# What is needed
Output every record word for word.

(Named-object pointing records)
* * * * * * * * *

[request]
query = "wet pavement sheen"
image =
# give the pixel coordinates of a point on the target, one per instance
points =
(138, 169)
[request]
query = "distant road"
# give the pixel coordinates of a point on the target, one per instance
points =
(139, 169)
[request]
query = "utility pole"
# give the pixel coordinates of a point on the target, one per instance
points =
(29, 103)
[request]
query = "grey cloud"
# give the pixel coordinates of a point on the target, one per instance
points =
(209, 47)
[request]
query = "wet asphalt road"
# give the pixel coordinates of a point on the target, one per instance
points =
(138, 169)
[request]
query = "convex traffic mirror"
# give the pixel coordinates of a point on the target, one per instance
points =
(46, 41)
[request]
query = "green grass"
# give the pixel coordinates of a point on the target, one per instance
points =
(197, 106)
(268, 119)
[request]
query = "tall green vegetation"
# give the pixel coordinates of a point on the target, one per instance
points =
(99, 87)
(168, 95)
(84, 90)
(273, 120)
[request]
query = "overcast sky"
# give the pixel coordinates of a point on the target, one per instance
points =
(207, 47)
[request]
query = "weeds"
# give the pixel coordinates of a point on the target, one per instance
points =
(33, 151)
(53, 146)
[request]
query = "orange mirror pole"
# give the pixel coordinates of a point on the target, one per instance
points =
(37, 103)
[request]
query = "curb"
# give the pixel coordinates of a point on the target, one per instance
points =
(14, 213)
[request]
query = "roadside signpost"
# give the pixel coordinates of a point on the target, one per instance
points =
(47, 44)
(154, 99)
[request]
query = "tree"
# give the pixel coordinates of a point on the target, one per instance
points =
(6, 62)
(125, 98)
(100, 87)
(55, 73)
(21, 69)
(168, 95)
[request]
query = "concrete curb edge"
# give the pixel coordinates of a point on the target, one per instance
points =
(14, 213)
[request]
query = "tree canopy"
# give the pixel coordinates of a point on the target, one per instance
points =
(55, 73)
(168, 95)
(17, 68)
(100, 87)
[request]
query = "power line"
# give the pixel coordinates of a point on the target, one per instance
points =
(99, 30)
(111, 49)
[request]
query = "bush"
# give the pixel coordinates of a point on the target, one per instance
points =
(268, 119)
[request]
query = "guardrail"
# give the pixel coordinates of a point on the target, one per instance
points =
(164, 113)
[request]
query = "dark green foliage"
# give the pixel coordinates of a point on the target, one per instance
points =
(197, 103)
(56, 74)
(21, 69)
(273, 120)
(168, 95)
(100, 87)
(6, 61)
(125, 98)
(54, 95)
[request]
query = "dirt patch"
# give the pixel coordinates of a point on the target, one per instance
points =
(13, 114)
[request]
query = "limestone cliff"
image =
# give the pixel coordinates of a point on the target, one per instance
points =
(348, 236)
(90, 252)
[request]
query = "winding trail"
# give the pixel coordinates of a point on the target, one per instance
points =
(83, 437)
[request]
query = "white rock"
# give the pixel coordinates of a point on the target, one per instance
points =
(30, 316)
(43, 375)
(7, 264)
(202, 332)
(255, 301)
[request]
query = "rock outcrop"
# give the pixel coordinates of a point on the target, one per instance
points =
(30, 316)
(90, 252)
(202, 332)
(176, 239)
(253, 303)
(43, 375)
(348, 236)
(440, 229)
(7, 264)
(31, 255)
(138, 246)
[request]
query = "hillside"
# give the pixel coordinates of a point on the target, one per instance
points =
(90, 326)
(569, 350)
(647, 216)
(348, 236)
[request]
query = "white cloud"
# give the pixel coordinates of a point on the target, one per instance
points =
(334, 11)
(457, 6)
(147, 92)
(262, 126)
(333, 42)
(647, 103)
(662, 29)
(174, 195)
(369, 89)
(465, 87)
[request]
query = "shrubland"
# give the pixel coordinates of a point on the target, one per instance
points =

* * * * * * * * *

# Response
[request]
query = "wet pavement sheen"
image =
# give the pixel coordinates of a point on the target, one per instance
points =
(138, 169)
[request]
query = "distant road"
# give the pixel coordinates of a point on the target, one per instance
points =
(139, 169)
[request]
query = "utility pole"
# give the pixel coordinates of a point on the target, one per instance
points =
(29, 103)
[request]
query = "grey cloud"
# give the pixel coordinates of a point on the target, one per instance
points =
(209, 47)
[request]
query = "wet asphalt road"
# give the pixel coordinates of a point on the target, one per instance
points =
(138, 169)
[request]
query = "convex traffic mirror"
# give the pixel coordinates of a point on the target, one per instance
points =
(46, 41)
[request]
query = "green grass"
# give the pixel coordinates of a point on the target, one per instance
points =
(197, 106)
(268, 119)
[request]
query = "tall green vegetation"
# give the pixel coordinates of a point on the target, one per instance
points =
(99, 87)
(168, 95)
(84, 90)
(273, 120)
[request]
query = "overcast sky"
# give the pixel coordinates of a point on the target, one per instance
points =
(207, 47)
[request]
query = "weeds"
# give the pixel coordinates of a point on the target, one per instance
points =
(33, 151)
(53, 146)
[request]
query = "orange mirror pole"
# give the pixel coordinates of a point on the target, one per instance
points =
(37, 103)
[request]
query = "curb"
# give the pixel coordinates of a point on the target, one per instance
points =
(14, 213)
[request]
query = "roadside signpost"
# give the pixel coordinates of a point on the target, one per instance
points =
(47, 44)
(154, 99)
[request]
query = "tree"
# give the pixel coordinates of a point on the target, one per instance
points =
(6, 62)
(125, 98)
(100, 87)
(55, 73)
(21, 69)
(168, 95)
[request]
query = "concrete curb edge"
# give the pixel coordinates of a point on the target, one per instance
points =
(14, 213)
[request]
query = "tree canopy"
# give the pixel coordinates of a point on the target, one per instance
points =
(55, 73)
(168, 95)
(17, 68)
(100, 87)
[request]
query = "power line"
# give the pixel coordinates of a point on the target, one per instance
points =
(99, 30)
(111, 49)
[request]
query = "bush"
# give the pixel coordinates of a point on the target, one per instance
points =
(268, 119)
[request]
query = "guardrail"
# give the pixel coordinates of a point on the target, one per instance
points =
(164, 113)
[request]
query = "dark green foliage"
# give the pixel coordinates of a point on the target, one per instance
points =
(197, 103)
(56, 74)
(21, 69)
(273, 120)
(168, 95)
(100, 87)
(6, 61)
(125, 98)
(54, 95)
[request]
query = "dirt patch"
# give the pixel coordinates of a point on the target, one per instance
points =
(13, 114)
[request]
query = "limestone cliff"
image =
# give the pixel coordinates of a point on the target, one per instance
points =
(348, 236)
(90, 252)
[request]
query = "winding trail"
# give the pixel coordinates of a point on the target, one per instance
points =
(83, 437)
[request]
query = "white rock"
# give the pixel coordinates of a point on the target, one per instance
points =
(30, 316)
(43, 375)
(7, 264)
(202, 332)
(255, 301)
[request]
query = "rock outcrop"
# give the pixel coordinates of a point on the target, one per instance
points =
(30, 316)
(90, 252)
(202, 332)
(176, 239)
(253, 303)
(43, 375)
(348, 236)
(440, 229)
(7, 264)
(31, 255)
(138, 246)
[request]
query = "hillside"
# give the pixel coordinates of a point on the target, one per instance
points =
(90, 326)
(569, 350)
(647, 216)
(348, 236)
[request]
query = "white cloud"
# give the pixel coordinates of a point on the target, one per instance
points =
(334, 11)
(457, 6)
(147, 92)
(262, 126)
(333, 42)
(647, 103)
(662, 29)
(174, 195)
(369, 89)
(465, 87)
[request]
query = "shrubland"
# give the pixel coordinates of a point on the target, one per instance
points =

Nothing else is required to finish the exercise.